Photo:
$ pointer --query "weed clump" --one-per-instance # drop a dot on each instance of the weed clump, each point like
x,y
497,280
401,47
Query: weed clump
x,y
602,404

......

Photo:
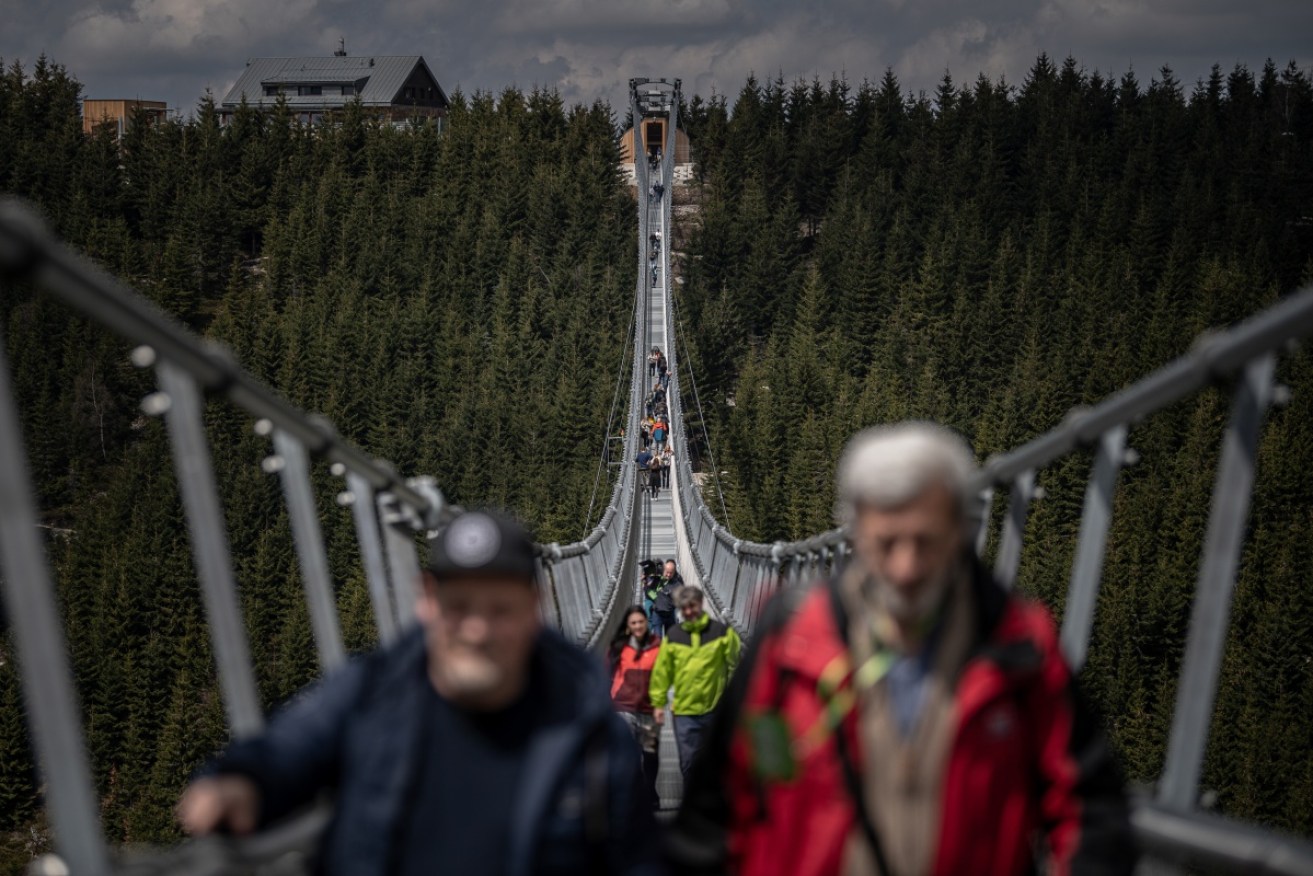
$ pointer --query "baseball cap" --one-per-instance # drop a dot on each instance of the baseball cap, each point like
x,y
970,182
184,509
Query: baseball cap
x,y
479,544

......

§ What the task requires
Please pull out every line of the entries above that contains the string "clump", matching case exactly.

§ Solution
$ pointer --query "weed clump" --one-per-instance # drop a dot on each instance of the weed clump, each point like
Query: weed clump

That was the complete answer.